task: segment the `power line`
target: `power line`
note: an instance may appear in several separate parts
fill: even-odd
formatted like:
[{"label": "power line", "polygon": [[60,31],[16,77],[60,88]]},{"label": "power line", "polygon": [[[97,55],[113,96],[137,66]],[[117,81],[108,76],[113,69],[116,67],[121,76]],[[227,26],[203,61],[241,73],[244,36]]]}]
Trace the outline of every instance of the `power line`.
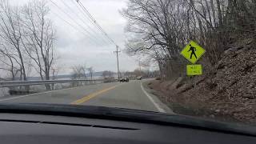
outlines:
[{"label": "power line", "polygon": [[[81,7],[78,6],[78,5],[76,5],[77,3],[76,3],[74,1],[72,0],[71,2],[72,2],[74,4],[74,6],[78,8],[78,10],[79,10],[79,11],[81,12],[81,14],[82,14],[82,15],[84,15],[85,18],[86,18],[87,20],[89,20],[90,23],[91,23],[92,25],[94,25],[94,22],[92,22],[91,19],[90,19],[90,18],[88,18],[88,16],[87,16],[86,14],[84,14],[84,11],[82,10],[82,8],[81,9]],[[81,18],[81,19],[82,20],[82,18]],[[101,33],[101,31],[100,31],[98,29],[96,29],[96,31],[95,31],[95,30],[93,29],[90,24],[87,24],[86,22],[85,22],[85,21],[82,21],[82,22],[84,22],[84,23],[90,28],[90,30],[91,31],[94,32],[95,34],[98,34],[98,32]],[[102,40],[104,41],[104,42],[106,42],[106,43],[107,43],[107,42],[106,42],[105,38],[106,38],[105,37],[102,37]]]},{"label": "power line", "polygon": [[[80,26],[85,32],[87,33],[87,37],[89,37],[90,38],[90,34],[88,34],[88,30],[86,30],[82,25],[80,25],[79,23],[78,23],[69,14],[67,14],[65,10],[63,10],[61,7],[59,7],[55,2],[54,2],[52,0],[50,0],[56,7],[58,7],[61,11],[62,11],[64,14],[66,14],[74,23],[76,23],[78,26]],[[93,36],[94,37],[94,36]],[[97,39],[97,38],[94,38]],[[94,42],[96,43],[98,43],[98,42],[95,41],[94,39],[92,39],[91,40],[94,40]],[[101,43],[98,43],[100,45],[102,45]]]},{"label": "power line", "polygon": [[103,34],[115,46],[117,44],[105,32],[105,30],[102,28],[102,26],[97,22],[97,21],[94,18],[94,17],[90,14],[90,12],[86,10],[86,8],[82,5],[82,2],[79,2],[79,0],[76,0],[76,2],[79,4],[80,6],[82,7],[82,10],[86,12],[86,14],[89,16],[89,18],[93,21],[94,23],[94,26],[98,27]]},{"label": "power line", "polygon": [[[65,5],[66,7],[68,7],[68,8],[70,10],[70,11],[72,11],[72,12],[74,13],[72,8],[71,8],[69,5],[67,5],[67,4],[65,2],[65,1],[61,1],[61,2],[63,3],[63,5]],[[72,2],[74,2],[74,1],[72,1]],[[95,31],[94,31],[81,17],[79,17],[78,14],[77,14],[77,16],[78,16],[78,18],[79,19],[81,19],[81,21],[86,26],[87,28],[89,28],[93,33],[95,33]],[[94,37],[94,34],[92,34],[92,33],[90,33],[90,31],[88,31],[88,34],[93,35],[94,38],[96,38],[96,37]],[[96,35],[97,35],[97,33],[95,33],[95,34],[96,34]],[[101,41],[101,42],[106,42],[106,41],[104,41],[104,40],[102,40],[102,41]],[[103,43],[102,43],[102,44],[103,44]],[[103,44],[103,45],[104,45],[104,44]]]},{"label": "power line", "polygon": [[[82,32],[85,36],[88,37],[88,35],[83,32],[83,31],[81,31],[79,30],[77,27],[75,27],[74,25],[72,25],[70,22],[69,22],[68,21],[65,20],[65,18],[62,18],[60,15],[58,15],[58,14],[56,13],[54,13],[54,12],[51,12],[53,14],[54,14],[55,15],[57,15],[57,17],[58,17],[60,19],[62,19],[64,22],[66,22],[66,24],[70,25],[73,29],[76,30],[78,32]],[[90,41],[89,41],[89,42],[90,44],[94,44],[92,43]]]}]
---
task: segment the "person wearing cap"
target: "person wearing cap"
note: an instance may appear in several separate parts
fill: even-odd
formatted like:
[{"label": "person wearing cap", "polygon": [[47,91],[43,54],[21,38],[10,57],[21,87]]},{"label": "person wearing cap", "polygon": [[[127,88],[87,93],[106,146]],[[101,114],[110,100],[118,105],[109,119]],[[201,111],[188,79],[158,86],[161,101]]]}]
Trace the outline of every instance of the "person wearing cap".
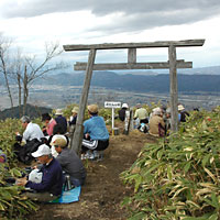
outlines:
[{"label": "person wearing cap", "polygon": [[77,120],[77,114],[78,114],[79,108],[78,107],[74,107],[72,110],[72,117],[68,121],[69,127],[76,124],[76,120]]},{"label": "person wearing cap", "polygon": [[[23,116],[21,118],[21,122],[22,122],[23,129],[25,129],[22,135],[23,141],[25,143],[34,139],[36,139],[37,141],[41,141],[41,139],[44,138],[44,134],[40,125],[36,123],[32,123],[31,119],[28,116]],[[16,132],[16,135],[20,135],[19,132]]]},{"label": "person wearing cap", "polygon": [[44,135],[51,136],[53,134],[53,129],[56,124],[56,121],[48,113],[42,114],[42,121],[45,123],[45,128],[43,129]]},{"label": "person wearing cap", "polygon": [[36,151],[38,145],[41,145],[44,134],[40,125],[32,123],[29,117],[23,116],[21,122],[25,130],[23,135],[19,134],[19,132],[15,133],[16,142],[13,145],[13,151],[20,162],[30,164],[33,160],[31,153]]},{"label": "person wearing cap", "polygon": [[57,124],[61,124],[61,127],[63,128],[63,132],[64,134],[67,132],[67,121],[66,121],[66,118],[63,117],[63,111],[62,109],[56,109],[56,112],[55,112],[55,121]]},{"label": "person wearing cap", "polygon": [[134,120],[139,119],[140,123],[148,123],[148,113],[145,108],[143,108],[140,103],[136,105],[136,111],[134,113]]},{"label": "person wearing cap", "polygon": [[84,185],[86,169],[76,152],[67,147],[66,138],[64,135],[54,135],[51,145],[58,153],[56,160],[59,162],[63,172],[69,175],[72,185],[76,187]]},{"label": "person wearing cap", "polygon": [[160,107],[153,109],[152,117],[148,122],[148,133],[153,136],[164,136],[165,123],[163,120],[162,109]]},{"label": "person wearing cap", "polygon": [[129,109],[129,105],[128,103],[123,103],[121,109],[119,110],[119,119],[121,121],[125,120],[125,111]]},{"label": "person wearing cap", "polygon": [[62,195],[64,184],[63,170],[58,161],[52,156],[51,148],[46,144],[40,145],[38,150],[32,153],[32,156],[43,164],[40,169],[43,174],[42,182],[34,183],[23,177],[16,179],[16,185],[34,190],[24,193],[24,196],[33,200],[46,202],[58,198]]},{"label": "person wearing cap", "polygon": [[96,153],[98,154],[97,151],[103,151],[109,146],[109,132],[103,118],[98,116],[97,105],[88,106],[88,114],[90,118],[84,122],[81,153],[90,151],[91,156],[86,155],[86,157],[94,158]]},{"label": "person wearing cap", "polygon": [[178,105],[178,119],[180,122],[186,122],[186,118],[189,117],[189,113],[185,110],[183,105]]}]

◆ Aim
Show every line of the items that contains the string "target".

◆ Problem solution
target: `power line`
target: "person wearing cap"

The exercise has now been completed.